Given problem -
Transcribe the lines of the records starting with the one that has "wing tip, returning" in it and ending with the last, and transcribe nothing else.

Excerpts from point annotation data -
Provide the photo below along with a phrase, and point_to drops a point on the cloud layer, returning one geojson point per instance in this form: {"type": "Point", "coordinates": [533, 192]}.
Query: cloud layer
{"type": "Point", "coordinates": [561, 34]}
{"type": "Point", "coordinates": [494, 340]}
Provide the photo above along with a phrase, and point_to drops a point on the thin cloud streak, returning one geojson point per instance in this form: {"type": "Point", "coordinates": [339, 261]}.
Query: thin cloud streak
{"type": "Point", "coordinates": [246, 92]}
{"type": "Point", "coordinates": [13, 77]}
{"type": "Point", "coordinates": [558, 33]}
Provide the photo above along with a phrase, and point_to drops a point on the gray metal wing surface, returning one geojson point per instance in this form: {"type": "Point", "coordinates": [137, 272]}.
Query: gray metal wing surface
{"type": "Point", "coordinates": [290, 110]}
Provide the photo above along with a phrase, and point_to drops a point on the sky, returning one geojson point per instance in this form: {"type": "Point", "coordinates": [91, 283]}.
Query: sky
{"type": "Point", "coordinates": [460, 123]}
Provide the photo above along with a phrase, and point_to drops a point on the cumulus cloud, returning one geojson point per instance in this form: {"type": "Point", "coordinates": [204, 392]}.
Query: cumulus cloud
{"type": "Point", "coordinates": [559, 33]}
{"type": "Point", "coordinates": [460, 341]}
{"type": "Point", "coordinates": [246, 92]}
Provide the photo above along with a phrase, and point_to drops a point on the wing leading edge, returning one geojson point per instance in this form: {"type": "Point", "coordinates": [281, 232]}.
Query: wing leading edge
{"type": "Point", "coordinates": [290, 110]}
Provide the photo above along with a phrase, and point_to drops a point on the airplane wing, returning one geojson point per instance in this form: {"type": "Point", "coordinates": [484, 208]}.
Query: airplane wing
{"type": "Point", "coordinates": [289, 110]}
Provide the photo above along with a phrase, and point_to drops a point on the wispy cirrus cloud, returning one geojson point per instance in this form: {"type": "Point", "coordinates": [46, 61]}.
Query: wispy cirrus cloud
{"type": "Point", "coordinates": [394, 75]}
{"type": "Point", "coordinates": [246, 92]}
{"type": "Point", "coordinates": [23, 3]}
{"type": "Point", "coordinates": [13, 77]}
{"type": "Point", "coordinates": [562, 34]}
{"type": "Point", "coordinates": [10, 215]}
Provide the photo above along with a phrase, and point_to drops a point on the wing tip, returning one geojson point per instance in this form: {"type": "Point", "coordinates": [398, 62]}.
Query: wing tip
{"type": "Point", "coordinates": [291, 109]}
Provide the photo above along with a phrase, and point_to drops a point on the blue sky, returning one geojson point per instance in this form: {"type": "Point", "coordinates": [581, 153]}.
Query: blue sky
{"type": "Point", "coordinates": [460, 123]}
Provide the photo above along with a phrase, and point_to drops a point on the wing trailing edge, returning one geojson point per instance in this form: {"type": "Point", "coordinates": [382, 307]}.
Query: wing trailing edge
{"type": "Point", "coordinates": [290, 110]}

Answer to the exercise -
Provide the photo above along with a phrase, and point_to drops a point on the wing tip, returning one geojson point per instance in this form: {"type": "Point", "coordinates": [398, 62]}.
Query: wing tip
{"type": "Point", "coordinates": [291, 109]}
Provide the photo above along with a phrase, and point_to drops a point on the blue sky, returning one geojson point per instance in this form: {"type": "Point", "coordinates": [581, 153]}.
Query: blue sky
{"type": "Point", "coordinates": [460, 123]}
Provide the photo above along with a phrase, and point_to drops a point on the wing trailing edge, returning one geojson point per instance in this form: {"type": "Point", "coordinates": [382, 307]}.
Query: wing trailing edge
{"type": "Point", "coordinates": [290, 110]}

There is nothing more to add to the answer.